Can you render the listing below as a two-column CSV with the headers request and points, one row per request holding its text and its answer, each in a single quoted field with line breaks turned into spaces? Leave the pictures out.
--- Begin Records for this task ---
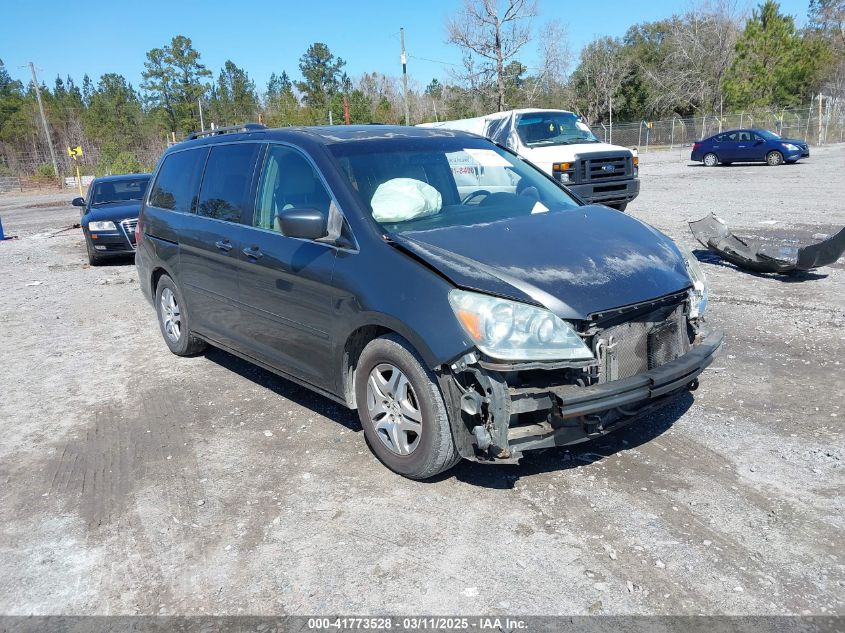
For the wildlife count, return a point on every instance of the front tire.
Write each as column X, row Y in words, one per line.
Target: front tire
column 774, row 158
column 402, row 410
column 173, row 319
column 93, row 259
--- End Records for this task ---
• [Result]:
request,points
"For the wildlife count, return a point on every instance of the front tire. Write each as column X, row Y in words, one per line. Target: front tire","column 774, row 158 column 402, row 410 column 173, row 319 column 93, row 259"